>>

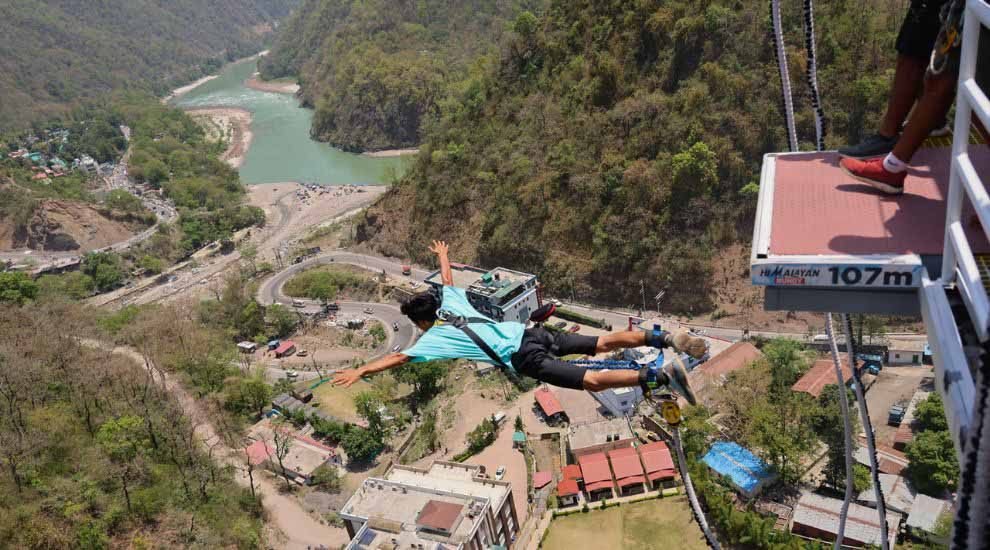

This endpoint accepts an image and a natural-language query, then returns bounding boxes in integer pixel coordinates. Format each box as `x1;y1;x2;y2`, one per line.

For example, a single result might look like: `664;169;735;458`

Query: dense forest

<<
>>

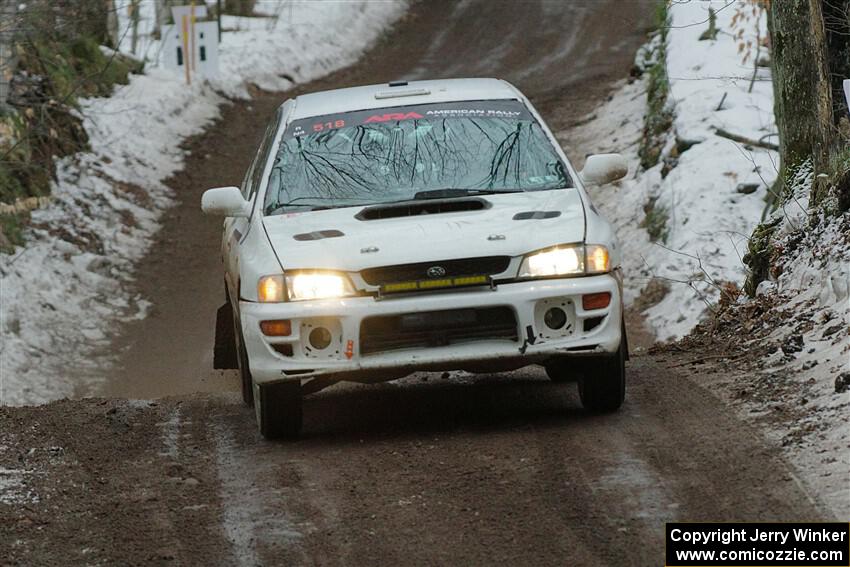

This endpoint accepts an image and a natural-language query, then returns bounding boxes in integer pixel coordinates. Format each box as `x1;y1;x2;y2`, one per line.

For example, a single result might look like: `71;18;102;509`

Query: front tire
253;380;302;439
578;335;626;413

<<

Exercise task:
Count the lines in the records above that contain the word "like" and state only that number.

Answer to the exercise:
2